Task brief: Every line of the entries below that carries the string "rolled" should be copied.

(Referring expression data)
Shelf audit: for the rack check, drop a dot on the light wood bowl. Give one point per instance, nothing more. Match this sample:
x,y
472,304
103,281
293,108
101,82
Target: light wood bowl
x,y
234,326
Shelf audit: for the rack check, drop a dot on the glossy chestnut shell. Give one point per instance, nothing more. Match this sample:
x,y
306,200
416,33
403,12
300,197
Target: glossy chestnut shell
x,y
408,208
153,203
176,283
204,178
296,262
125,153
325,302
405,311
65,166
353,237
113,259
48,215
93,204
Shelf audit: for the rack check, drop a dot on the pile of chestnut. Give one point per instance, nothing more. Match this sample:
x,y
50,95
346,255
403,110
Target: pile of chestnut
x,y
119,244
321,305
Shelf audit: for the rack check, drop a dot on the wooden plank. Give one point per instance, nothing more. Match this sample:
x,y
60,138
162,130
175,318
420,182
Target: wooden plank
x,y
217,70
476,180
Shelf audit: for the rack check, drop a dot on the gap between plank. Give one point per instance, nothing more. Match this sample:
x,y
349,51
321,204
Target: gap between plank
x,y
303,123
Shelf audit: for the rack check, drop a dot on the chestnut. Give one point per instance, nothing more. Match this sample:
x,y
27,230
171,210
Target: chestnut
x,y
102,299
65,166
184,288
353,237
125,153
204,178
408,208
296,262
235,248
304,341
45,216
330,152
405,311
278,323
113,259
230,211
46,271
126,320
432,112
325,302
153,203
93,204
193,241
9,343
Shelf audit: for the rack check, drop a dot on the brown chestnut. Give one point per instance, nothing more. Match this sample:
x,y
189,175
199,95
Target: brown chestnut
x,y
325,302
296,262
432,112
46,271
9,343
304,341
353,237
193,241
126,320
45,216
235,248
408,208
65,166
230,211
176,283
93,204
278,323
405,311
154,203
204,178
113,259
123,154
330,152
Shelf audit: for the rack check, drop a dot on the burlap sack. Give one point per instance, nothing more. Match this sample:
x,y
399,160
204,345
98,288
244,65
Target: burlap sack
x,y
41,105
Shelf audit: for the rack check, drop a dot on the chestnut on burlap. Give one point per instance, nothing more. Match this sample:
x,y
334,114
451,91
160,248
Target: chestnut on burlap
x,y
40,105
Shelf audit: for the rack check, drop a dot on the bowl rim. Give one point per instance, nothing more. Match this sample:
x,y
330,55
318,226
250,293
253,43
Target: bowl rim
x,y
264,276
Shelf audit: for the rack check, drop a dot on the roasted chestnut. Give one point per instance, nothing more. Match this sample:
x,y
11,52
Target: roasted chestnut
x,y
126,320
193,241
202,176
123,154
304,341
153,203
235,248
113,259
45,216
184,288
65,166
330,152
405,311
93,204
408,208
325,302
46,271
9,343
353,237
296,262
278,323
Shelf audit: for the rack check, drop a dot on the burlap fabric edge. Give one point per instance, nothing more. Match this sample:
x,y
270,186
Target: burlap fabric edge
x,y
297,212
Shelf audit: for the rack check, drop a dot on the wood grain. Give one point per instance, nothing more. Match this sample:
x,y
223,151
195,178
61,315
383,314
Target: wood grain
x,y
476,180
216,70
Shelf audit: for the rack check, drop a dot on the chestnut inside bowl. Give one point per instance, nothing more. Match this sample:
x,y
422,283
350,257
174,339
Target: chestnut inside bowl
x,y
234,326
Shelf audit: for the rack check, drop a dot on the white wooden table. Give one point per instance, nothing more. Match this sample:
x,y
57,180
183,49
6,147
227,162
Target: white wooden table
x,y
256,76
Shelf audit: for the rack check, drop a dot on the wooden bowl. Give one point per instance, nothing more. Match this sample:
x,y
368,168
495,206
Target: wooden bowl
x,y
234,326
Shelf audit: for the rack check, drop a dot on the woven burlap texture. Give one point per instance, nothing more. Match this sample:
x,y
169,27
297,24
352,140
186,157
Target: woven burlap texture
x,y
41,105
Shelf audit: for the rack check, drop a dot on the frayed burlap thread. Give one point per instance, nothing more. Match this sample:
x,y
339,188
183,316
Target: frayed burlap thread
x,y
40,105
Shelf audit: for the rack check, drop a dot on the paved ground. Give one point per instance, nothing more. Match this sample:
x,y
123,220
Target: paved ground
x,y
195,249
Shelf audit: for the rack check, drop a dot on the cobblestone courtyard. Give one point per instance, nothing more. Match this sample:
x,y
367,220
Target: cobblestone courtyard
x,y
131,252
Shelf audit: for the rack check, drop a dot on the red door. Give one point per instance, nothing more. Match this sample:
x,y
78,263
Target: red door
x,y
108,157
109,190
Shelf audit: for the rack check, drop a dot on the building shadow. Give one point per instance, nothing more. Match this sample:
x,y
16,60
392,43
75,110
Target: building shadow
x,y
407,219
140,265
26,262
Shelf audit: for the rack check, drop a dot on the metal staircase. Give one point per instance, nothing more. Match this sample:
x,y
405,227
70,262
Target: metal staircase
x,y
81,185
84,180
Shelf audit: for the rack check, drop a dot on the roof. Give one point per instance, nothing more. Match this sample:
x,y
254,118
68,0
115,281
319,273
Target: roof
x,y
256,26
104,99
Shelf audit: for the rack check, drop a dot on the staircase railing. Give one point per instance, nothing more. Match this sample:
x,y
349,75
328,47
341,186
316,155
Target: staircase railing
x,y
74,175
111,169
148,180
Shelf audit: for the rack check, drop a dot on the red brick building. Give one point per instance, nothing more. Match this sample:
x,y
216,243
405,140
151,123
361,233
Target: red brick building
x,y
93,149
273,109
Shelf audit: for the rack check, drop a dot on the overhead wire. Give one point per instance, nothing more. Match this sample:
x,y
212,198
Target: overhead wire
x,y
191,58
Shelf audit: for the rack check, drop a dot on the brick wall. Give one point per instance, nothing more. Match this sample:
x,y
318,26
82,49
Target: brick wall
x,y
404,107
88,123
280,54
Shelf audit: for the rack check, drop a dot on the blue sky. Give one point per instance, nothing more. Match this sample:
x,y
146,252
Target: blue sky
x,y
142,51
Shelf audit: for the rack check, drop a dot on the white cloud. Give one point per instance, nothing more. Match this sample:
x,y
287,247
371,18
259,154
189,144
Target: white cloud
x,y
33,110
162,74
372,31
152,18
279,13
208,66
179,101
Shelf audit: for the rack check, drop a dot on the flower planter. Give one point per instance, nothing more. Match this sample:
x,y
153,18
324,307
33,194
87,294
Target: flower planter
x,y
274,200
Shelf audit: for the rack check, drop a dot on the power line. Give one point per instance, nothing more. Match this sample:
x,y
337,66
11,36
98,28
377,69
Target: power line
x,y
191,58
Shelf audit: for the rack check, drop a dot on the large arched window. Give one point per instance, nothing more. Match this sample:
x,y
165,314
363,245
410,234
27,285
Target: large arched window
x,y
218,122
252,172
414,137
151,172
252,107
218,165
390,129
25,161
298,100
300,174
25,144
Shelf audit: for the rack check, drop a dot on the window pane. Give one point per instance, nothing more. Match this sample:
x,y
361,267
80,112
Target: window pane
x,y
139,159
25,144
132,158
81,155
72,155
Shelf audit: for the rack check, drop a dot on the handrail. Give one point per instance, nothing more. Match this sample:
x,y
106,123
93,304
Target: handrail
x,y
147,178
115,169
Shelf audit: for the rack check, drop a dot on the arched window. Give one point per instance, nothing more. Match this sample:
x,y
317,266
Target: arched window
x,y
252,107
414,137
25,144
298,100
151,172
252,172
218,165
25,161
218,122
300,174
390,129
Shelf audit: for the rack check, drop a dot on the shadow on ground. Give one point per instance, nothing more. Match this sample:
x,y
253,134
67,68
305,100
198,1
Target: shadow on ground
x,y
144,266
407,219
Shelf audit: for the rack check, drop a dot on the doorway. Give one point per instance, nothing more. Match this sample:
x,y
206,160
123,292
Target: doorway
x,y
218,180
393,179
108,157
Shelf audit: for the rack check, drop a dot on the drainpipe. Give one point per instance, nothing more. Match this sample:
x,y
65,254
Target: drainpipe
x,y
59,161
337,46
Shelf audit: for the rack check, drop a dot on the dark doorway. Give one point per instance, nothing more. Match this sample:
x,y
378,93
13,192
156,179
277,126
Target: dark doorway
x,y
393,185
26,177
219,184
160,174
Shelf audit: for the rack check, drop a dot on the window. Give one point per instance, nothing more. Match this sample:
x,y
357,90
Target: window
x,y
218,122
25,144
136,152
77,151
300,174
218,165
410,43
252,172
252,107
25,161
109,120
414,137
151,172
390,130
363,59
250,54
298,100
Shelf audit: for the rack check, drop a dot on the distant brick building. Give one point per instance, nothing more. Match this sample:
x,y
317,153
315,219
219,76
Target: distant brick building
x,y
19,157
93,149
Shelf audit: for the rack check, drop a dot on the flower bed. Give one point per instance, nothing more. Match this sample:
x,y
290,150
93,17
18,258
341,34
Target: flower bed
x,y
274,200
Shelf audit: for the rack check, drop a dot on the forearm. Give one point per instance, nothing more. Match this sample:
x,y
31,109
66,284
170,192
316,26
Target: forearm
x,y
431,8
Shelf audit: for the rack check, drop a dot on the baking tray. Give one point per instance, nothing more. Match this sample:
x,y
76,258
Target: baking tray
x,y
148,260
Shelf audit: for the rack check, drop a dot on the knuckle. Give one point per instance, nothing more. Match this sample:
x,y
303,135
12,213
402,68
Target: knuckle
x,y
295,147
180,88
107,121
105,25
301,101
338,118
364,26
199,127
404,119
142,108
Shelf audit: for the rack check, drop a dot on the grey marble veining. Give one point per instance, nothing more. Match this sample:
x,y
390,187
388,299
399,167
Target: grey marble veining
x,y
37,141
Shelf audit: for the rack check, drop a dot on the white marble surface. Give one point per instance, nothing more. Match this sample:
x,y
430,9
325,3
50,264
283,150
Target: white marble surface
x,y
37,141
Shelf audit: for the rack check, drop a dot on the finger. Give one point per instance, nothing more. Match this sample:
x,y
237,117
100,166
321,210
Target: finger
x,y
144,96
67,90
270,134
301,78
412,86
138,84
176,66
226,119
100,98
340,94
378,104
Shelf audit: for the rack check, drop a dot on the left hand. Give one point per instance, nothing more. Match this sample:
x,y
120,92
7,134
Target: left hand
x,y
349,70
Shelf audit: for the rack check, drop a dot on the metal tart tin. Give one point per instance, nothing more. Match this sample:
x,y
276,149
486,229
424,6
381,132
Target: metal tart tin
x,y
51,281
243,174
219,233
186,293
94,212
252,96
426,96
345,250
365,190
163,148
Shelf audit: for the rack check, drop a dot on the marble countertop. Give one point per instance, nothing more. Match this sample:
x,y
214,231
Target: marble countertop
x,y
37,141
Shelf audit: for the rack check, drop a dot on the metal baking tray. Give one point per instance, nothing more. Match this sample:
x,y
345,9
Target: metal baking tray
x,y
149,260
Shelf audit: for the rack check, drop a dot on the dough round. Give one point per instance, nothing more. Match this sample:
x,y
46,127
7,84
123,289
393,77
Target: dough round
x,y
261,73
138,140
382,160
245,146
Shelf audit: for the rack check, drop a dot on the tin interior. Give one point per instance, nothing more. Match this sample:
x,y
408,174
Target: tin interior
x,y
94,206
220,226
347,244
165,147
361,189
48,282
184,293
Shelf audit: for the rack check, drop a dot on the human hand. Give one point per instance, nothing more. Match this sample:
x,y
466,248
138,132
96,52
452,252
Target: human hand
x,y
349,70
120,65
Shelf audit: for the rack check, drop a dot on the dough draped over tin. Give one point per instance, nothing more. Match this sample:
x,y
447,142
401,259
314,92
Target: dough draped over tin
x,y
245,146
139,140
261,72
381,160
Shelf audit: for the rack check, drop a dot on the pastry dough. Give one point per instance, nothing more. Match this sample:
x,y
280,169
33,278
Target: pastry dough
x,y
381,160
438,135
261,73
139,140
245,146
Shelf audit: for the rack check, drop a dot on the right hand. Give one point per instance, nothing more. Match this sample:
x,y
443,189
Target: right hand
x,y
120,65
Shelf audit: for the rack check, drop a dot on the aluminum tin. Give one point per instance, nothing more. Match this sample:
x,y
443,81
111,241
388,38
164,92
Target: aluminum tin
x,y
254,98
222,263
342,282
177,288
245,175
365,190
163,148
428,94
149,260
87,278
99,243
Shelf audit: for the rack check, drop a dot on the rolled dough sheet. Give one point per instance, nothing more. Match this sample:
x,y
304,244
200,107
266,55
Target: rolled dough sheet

Task solution:
Shelf audit: for the rack check, drop a dot on the rolled dough sheet. Give one point per instance, nothing more. Match this sample:
Target: rolled dough sheet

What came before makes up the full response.